(Stored items)
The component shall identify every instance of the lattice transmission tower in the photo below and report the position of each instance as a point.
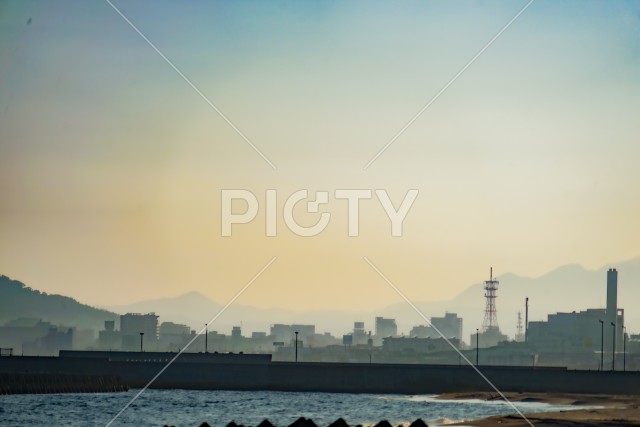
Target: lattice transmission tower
(490, 294)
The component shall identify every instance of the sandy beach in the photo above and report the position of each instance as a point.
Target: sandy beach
(600, 410)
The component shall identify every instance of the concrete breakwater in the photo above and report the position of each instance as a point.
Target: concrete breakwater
(258, 372)
(307, 422)
(40, 383)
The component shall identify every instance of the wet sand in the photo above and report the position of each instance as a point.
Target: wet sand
(601, 410)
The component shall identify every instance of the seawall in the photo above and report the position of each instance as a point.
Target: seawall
(247, 372)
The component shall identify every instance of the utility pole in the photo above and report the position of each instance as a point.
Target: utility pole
(477, 346)
(601, 345)
(613, 353)
(526, 320)
(624, 348)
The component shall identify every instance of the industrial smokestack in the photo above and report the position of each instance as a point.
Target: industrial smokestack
(612, 305)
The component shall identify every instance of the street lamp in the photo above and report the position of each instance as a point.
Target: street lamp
(601, 345)
(477, 346)
(613, 352)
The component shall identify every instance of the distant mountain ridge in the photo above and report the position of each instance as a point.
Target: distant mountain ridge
(567, 288)
(17, 300)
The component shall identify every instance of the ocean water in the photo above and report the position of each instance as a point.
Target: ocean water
(218, 408)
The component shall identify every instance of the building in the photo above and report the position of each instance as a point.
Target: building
(386, 328)
(137, 329)
(359, 334)
(173, 336)
(418, 345)
(109, 338)
(450, 326)
(286, 333)
(488, 338)
(585, 331)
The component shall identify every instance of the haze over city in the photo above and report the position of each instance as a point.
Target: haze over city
(111, 166)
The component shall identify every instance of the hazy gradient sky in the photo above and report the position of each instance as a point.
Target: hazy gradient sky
(111, 166)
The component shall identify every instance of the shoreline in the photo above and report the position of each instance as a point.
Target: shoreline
(600, 410)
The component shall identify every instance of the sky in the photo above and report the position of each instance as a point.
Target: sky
(112, 166)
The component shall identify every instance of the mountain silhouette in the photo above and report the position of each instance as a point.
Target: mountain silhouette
(18, 300)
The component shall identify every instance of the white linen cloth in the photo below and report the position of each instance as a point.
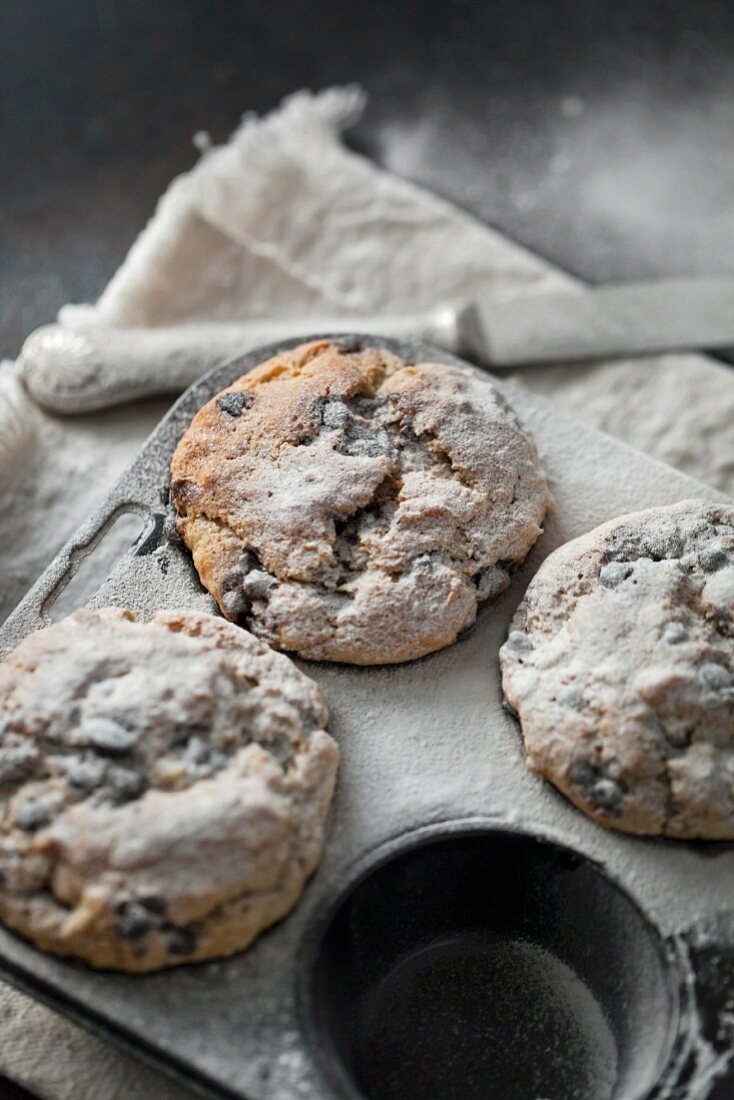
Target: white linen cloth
(285, 220)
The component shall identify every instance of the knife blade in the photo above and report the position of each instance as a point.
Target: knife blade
(76, 370)
(605, 322)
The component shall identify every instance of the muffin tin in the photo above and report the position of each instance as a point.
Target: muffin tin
(469, 934)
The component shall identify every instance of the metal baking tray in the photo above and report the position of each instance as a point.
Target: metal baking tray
(467, 924)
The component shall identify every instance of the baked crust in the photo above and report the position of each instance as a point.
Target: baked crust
(620, 663)
(349, 507)
(163, 788)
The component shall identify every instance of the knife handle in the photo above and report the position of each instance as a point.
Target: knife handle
(77, 370)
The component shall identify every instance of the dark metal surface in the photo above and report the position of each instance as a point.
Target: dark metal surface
(426, 748)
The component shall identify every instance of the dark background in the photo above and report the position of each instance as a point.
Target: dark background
(598, 133)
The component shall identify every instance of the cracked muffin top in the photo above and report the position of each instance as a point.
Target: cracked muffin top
(620, 663)
(350, 507)
(163, 788)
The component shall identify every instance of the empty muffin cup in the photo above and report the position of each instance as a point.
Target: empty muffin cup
(488, 964)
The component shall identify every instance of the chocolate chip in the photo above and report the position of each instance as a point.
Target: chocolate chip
(124, 783)
(18, 761)
(258, 584)
(182, 939)
(31, 816)
(599, 789)
(234, 404)
(614, 573)
(85, 774)
(675, 633)
(137, 917)
(234, 603)
(108, 736)
(519, 641)
(360, 441)
(606, 795)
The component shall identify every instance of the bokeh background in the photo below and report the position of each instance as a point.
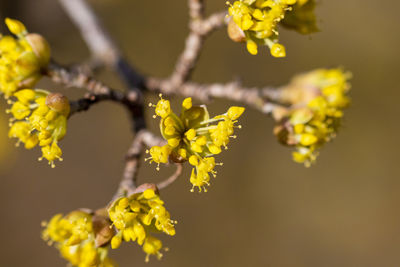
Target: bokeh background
(263, 209)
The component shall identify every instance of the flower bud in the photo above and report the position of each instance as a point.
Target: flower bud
(58, 103)
(102, 228)
(235, 33)
(40, 47)
(143, 187)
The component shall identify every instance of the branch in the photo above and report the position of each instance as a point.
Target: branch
(264, 99)
(172, 178)
(97, 91)
(199, 29)
(143, 138)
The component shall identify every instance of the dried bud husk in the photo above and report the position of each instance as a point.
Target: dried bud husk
(40, 47)
(177, 158)
(235, 33)
(284, 133)
(143, 187)
(58, 103)
(102, 228)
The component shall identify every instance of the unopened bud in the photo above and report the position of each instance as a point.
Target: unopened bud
(58, 103)
(235, 33)
(102, 228)
(40, 47)
(144, 187)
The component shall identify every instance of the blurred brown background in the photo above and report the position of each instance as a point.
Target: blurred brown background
(263, 209)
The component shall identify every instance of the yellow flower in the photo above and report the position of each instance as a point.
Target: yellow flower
(39, 118)
(319, 98)
(74, 237)
(195, 137)
(21, 58)
(138, 215)
(258, 22)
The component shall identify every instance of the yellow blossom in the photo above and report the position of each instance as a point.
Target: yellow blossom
(74, 237)
(318, 98)
(195, 137)
(21, 58)
(39, 118)
(138, 215)
(258, 22)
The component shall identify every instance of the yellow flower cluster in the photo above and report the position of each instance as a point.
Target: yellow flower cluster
(319, 102)
(136, 216)
(193, 137)
(21, 59)
(256, 21)
(74, 237)
(39, 118)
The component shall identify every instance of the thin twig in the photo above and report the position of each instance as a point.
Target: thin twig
(172, 178)
(264, 99)
(142, 139)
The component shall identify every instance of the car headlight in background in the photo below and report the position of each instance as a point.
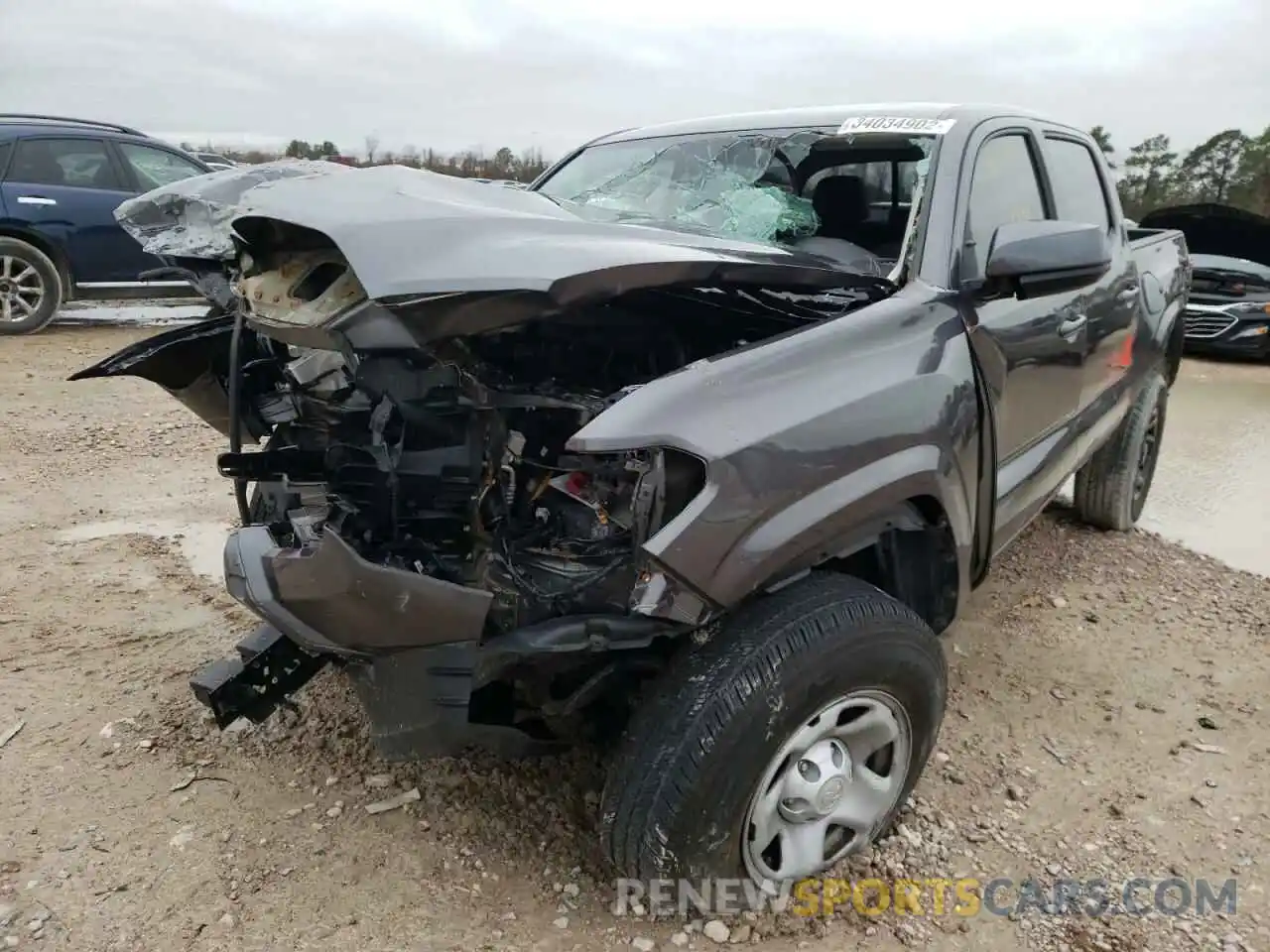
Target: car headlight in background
(305, 290)
(1246, 308)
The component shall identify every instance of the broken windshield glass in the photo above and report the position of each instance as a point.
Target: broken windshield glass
(734, 185)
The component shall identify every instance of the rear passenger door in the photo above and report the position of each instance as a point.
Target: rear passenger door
(66, 189)
(146, 168)
(1032, 350)
(1080, 194)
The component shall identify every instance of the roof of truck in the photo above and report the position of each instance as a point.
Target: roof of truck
(820, 116)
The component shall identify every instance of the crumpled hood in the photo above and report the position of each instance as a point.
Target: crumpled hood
(193, 217)
(409, 232)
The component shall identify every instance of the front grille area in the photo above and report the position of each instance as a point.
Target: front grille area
(1207, 324)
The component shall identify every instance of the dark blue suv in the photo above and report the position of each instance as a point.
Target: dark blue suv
(60, 182)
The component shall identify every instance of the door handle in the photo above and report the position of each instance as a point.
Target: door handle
(1072, 326)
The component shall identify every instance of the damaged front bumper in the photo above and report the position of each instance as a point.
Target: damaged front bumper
(411, 644)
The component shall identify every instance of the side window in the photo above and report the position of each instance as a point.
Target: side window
(1078, 184)
(81, 163)
(157, 167)
(1003, 189)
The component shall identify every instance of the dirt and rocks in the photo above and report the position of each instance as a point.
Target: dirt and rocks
(1106, 720)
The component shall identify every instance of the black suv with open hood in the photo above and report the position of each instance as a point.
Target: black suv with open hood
(693, 447)
(1228, 312)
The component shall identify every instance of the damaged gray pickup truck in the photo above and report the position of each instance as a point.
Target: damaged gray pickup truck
(693, 447)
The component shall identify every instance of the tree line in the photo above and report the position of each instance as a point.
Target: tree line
(1229, 168)
(503, 164)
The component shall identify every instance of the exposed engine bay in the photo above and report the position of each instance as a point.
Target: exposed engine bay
(448, 460)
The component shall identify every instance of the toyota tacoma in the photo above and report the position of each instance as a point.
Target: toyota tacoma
(691, 448)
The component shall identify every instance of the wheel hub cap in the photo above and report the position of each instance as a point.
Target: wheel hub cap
(828, 788)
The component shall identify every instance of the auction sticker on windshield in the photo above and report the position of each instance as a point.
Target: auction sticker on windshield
(896, 123)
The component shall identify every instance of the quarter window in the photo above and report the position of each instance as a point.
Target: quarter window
(1005, 189)
(1078, 182)
(81, 163)
(157, 167)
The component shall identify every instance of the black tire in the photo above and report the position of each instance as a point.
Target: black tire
(681, 783)
(1112, 486)
(19, 255)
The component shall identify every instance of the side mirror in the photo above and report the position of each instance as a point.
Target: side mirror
(1047, 257)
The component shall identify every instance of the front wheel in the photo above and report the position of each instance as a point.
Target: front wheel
(786, 743)
(31, 289)
(1112, 486)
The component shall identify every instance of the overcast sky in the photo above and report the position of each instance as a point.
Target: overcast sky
(553, 72)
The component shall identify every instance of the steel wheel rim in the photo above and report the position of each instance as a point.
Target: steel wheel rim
(22, 290)
(828, 788)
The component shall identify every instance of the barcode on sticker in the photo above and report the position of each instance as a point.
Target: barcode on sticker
(896, 123)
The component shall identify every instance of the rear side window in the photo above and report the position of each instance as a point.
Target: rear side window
(157, 167)
(1003, 189)
(1078, 184)
(81, 163)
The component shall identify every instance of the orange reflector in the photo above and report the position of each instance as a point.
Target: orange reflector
(1123, 357)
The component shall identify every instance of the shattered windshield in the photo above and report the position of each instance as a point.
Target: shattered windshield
(757, 185)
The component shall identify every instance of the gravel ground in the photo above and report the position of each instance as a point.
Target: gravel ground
(1105, 721)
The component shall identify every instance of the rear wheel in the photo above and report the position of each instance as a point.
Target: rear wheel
(31, 289)
(1112, 486)
(786, 743)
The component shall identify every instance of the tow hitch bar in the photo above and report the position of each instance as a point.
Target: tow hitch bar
(254, 684)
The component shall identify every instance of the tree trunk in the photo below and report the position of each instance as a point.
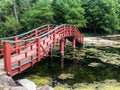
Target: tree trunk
(15, 12)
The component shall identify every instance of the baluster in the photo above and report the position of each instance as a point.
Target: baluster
(7, 58)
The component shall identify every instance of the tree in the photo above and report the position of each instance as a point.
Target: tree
(40, 13)
(102, 15)
(69, 11)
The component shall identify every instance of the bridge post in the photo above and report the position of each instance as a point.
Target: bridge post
(62, 46)
(74, 42)
(16, 45)
(7, 58)
(38, 49)
(54, 38)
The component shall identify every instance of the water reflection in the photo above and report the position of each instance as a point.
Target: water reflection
(85, 69)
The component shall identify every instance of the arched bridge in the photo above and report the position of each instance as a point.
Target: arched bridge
(20, 52)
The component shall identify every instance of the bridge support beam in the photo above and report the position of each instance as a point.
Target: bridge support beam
(62, 47)
(7, 58)
(74, 42)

Your goal ▸
Go to the line with "The component shall identify every instance of the roof" in the entries above and repeat every line from there through the line with "The component shall identify every instance of the crumpled", exactly and with no other text.

Exercise response ▸
The component shall identify every instance of the roof of truck in the photo above and report the position of each instance as a point.
Target: roof of truck
(820, 116)
The component shall identify every instance of the crumpled hood in the photo above and report the position of each instance as a point.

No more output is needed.